Brief ::
Select every line of the records that contains the word "dark", and copy each such line.

>> Start Dataset entries

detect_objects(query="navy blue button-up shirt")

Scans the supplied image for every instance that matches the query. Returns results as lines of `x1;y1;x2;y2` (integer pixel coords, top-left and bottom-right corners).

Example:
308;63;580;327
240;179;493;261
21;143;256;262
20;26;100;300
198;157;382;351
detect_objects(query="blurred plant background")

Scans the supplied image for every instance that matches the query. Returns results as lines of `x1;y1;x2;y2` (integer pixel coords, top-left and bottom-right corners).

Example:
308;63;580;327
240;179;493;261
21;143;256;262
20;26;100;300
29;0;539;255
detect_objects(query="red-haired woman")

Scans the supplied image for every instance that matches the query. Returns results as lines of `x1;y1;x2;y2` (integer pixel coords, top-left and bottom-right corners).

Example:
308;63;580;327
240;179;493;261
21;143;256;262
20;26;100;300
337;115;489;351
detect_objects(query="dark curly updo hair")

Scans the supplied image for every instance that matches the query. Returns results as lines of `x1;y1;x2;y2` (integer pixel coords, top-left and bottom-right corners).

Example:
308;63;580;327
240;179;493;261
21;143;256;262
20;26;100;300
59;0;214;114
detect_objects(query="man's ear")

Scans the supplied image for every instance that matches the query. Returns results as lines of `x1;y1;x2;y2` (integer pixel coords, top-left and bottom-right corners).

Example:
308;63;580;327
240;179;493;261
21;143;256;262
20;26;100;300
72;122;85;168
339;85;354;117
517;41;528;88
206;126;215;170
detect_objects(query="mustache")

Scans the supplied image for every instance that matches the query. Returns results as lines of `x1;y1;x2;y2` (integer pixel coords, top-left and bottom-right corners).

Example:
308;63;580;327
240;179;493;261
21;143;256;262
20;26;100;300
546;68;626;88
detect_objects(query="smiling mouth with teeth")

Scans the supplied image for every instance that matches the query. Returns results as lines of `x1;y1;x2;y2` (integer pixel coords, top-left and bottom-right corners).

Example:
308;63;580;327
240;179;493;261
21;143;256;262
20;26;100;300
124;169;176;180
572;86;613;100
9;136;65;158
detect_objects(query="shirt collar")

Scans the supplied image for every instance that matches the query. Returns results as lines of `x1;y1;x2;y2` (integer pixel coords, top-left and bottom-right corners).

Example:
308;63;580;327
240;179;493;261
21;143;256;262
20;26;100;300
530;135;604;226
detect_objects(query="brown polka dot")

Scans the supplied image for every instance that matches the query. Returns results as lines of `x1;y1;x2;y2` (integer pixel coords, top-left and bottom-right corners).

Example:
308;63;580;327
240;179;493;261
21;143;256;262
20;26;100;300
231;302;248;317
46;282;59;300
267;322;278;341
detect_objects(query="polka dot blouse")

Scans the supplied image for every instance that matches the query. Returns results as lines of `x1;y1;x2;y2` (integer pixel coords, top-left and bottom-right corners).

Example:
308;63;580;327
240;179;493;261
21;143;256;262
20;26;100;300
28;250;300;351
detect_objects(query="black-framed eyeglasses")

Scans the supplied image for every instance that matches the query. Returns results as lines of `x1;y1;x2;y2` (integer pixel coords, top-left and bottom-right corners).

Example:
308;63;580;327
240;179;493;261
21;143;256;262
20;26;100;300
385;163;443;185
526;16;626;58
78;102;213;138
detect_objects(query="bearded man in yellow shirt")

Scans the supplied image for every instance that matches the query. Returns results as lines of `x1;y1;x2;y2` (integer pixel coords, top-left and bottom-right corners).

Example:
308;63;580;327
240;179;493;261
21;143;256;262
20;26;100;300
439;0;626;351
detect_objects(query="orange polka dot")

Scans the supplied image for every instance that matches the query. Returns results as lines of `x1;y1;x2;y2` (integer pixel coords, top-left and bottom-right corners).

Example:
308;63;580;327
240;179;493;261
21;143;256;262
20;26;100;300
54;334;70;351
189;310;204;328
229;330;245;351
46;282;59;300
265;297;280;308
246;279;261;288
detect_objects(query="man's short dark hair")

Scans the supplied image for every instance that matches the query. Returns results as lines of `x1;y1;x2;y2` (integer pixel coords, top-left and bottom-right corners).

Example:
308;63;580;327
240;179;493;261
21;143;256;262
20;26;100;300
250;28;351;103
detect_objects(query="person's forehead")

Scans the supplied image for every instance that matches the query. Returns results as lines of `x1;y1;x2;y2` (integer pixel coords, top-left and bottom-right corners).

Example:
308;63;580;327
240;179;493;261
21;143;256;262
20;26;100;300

>> End Dataset entries

Final answer ::
detect_objects(query="dark curly updo hair")
detect_objects(query="man's short dark hair")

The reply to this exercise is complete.